Le camionneur ayant happé mortellement une jeune femme de 22 ans, l’été dernier à Montréal, ne s’était pas immobilisé à l’arrêt et se trouvait dans une zone interdite aux véhicules lourds, selon un rapport du coroner. L’arrondissement, qui prépare un plan d’apaisement, assure que des aménagements seront mis en place.

C’était le 22 juin dernier. Alors qu’elle empruntait un passage piéton, Dilan Kaya a été happée mortellement par le conducteur d’un camion lourd au coin de la rue Bélair et de la 22Avenue, dans le quartier Saint-Michel.

Son décès avait causé une onde de choc. La Presse avait d’ailleurs rencontré dans la foulée le père de la victime, Cuma Kaya, qui ne s’expliquait tout simplement pas comment sa fille avait pu être fauchée de la sorte. L’homme ainsi que ses proches n’ont pu être joints à nouveau jeudi.

Dans un rapport sur cette affaire que nous avons obtenu, le coroner Jean Brochu conclut à une collision « accidentelle », en rappelant que la victime se trouvait dans l’angle mort du camion et que celle-ci ne « regardait pas du côté d’où venait le camion avant de traverser ». Au moment de l’impact, la jeune femme était engagée d’un mètre sur le passage piéton.

Cela dit, M. Brochu ajoute que plusieurs autres facteurs ont contribué à l’accident, dont le fait que « le camion ne s’est pas immobilisé complètement à l’arrêt sur la rue Bélair » et qu’il « se trouvait dans une zone interdite aux camions ».

Le panneau d’arrêt, qui avait été installé de façon temporaire en raison du chantier du SRB Pie-IX à proximité, était quant à lui « placé très bas et mal positionné », d’autant qu’il n’y avait pas de ligne d’arrêt sur la chaussée. Qui plus est, « le camion n’était pas équipé de miroirs antéviseurs permettant au conducteur de détecter la présence d’un piéton près de l’avant de son camion », lit-on dans le rapport.

EXERCICES:
1 > Recopiez mot pour mot le passage de l'article sur l'accident de Saint-Michel qui commence aux mots "C’était le 22 juin" et s'achève après les mots "le passage piéton.".
2 > Reprenez l'article sur l'accident de Saint-Michel et poursuivez-le à partir de sa dernière phrase.

JEU DE DONNÉES:

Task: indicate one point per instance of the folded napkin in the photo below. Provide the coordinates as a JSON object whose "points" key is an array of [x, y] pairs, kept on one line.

RÉPONSES AUX EXERCICES:
1 >
C’était le 22 juin dernier. Alors qu’elle empruntait un passage piéton, Dilan Kaya a été happée mortellement par le conducteur d’un camion lourd au coin de la rue Bélair et de la 22Avenue, dans le quartier Saint-Michel.

Son décès avait causé une onde de choc. La Presse avait d’ailleurs rencontré dans la foulée le père de la victime, Cuma Kaya, qui ne s’expliquait tout simplement pas comment sa fille avait pu être fauchée de la sorte. L’homme ainsi que ses proches n’ont pu être joints à nouveau jeudi.

Dans un rapport sur cette affaire que nous avons obtenu, le coroner Jean Brochu conclut à une collision « accidentelle », en rappelant que la victime se trouvait dans l’angle mort du camion et que celle-ci ne « regardait pas du côté d’où venait le camion avant de traverser ». Au moment de l’impact, la jeune femme était engagée d’un mètre sur le passage piéton.

2 >
Des recommandations

Bon nombre de recommandations sont formulées dans l’analyse du coroner, tout d’abord à la Société de l’assurance automobile (SAAQ), mais aussi à Transports Canada. À la SAAQ, M. Brochu suggère d’envisager de rendre obligatoire l’installation de « feux à éclat pénétrant » à l’avant des véhicules lourds ainsi qu’une alarme sonore extérieure « pour aviser les usagers vulnérables » se trouvant à proximité.

PHOTO JOSIE DESMARAIS, ARCHIVES LA PRESSE

La piétonne était engagée sur le passage piéton lors de la collision.

Selon le coroner, tous les camions devraient également être dotés de miroirs antéviseurs et de « systèmes de détection pour les piétons et cyclistes », autrement dit de « caméras et d’alarmes sonores […] pour aviser le chauffeur » de la présence de piétons ou encore de cyclistes.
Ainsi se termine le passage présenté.